Note: I had stopped writing posts in 2017. Started again in late-2024, mostly for AI.

Think about local minima in thousands of dimensions

Aug 3, 2025 | LLM

When I first learned about Gradient Descent about two years ago, I pictured it in the most obvious 3D way – where one imagines two input variables (as x and y axis in a 2D plane) and the loss being the third (z) axis. In terms of ‘local minima’ I imagined it as the model getting stuck in a “false bottom” of this bowl-shaped landscape, unable to reach the true minimum, the lowest point.

But this WelchLabs video changed my mental model. Here is the key sentence from the incredible video explanation:

“For gradient descent to become fully stuck in a local minimum it would have to get stuck in every dimension at once. And the chances of this happening become smaller and smaller as we add more and more parameters.”

Entries supplied
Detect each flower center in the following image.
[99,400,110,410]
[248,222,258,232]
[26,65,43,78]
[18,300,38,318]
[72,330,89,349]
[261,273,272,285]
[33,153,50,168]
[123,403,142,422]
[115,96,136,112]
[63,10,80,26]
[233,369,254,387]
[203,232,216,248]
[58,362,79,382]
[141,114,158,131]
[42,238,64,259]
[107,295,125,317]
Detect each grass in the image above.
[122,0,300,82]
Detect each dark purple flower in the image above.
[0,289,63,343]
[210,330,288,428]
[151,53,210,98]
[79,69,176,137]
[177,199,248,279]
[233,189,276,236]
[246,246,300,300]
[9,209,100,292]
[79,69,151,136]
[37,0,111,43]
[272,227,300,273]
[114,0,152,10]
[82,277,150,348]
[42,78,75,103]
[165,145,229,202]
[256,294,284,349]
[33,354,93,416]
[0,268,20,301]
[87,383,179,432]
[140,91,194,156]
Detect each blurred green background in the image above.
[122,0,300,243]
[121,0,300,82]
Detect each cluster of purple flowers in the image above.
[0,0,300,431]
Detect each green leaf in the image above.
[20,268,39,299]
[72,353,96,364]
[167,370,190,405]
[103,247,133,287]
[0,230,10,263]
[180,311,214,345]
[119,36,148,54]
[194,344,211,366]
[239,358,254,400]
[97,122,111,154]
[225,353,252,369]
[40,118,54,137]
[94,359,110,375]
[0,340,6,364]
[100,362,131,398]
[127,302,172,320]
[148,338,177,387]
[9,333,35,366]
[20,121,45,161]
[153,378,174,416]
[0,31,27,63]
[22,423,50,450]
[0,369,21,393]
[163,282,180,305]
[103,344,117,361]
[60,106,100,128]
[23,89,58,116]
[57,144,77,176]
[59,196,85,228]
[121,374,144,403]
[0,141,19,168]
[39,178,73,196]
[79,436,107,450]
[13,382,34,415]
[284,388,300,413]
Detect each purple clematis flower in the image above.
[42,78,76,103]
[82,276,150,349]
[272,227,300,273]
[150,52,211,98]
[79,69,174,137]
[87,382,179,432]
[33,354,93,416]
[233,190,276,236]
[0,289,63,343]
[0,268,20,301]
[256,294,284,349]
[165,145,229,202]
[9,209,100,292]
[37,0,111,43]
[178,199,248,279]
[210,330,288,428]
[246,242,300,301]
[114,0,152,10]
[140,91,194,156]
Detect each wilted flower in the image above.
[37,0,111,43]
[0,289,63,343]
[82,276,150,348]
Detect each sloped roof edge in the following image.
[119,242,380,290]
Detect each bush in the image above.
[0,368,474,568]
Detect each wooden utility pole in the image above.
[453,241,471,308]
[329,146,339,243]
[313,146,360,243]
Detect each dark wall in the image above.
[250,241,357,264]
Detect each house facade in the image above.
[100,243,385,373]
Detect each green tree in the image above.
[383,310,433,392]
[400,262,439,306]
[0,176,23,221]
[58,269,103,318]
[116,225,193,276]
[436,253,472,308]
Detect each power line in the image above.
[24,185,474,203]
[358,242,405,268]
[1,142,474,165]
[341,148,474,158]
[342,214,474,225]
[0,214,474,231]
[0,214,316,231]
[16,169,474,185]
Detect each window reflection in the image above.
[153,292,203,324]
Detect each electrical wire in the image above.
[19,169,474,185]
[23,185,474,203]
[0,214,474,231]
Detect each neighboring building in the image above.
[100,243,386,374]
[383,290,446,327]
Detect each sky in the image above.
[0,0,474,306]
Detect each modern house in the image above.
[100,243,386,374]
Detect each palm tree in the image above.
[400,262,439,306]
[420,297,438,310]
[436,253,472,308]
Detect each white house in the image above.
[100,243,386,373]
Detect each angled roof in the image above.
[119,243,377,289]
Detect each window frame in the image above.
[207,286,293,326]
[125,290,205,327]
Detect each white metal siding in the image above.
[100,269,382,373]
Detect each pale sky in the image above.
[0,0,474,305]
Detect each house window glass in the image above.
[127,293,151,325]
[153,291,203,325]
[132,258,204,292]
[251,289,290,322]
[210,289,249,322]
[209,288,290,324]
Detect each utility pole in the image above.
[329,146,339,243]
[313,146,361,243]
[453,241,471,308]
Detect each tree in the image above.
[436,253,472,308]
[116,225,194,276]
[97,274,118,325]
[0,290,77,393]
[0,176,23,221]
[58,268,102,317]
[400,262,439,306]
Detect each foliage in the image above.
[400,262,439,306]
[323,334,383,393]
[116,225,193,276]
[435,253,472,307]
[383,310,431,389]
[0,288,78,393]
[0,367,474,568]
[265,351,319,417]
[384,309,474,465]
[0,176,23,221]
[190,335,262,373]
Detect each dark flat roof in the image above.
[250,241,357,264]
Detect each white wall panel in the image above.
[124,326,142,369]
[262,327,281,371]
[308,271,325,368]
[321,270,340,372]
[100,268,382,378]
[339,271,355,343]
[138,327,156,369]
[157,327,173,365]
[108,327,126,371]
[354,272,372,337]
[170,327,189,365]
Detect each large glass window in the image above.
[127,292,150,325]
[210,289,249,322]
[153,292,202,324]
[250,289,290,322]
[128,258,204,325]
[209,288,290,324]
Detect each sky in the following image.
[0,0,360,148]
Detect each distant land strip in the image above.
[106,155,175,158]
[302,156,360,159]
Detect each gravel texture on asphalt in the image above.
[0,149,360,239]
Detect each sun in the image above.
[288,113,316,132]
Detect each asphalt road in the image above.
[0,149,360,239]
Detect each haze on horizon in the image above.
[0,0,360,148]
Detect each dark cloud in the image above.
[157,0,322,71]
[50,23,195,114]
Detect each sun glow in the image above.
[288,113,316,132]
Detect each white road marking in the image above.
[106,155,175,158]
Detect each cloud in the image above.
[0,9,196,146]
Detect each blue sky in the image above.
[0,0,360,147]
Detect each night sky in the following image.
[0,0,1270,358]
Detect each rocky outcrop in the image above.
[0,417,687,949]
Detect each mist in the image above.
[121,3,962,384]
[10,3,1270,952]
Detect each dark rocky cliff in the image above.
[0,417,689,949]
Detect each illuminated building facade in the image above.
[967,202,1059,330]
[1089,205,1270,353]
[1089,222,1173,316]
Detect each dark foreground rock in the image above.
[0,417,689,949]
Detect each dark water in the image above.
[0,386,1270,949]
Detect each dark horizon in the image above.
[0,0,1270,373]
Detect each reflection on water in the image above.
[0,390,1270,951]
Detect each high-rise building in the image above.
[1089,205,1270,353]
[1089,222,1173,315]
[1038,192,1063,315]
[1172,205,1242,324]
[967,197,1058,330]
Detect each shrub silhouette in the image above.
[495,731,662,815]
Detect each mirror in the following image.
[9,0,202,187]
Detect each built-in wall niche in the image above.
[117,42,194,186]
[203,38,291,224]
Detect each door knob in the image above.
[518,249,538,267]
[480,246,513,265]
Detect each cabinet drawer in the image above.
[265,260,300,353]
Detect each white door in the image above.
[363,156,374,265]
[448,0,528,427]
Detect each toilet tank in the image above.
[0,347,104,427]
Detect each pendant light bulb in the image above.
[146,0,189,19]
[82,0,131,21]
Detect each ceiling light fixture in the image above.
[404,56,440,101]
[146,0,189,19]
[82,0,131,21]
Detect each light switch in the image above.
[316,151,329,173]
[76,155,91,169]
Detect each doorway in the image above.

What the task asks
Rewrite the post about local minima between "When I first" and "the lowest point.", inclusive, replacing "bowl-shaped" with "valley-shaped". You can ignore the listing entirely.

Response to this task
When I first learned about Gradient Descent about two years ago, I pictured it in the most obvious 3D way – where one imagines two input variables (as x and y axis in a 2D plane) and the loss being the third (z) axis. In terms of ‘local minima’ I imagined it as the model getting stuck in a “false bottom” of this valley-shaped landscape, unable to reach the true minimum, the lowest point.